March 5, 2003
Is a Pizza More than a Quarter? Studies of Semantic Categorization

Studies of category-specific knowledge with brain-damaged patients and fMRI have opened new vistas on our understanding of the neural basis of semantic memory. Unfortunately, this work leaves several unanswered questions. I will present some preliminary work investigating the processes that contribute to categorization in semantic memory. There appear to be at least two semantic categorization processes: Similarity-based categorization, involving a relatively rapid, perceptually-based comparison to previously encountered exemplars (or possibly a prototype) of a category; and rule-based categorization, involving a slower, deliberate, resource-dependent evaluation of specific features to determine category membership. In one study, I describe some investigations of semantic categorization in Alzheimer's disease. While healthy seniors are able to use either rule-based categorization or similarity-based categorization to make decisions about the category membership of object descriptions, patients with Alzheimer's disease are able to use only a similarity-based categorization process. We find a similar pattern of semantic categorization restricted to similarity-based processing in patients with frontotemporal dementia, implying a role for frontal brain regions in rule-based categorization. In an fMRI study using the same materials, we find significantly greater activation of left dorsolatearal prefrontal cortex during rule-based semantic categorization compared to similarity-based semantic categorization. These findings appear to suggest that limitations in semantic categorization processes contribute to semantic memory difficulties in patients with Alzheimer's disease, that semantic memory is a multi-faceted process involving both the representation of content and the processes that organize this content, and the prefrontal cortex contributes to rule-based semantic categorization.

[Point localization records]
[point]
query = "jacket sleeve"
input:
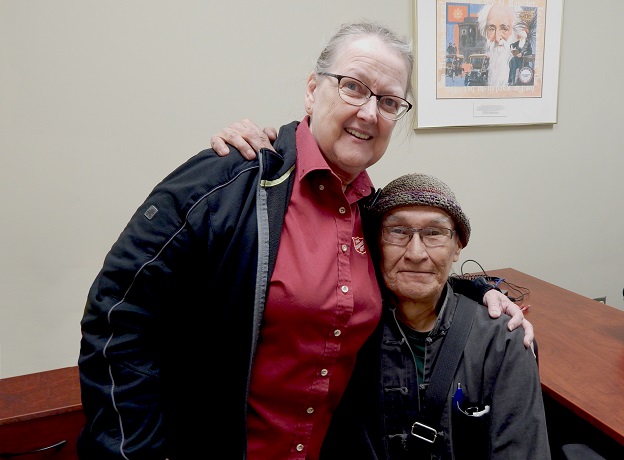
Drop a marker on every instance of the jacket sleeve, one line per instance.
(518, 429)
(124, 333)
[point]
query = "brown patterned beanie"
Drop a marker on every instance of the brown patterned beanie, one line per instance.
(423, 190)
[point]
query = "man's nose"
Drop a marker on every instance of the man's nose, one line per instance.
(416, 249)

● Task directions
List every group of people that the passage on semantic categorization describes as making category-membership decisions. The records form separate material and do not relate to the passage on semantic categorization.

● Exercise result
- Healthy seniors
- Patients with Alzheimer's disease
- Patients with frontotemporal dementia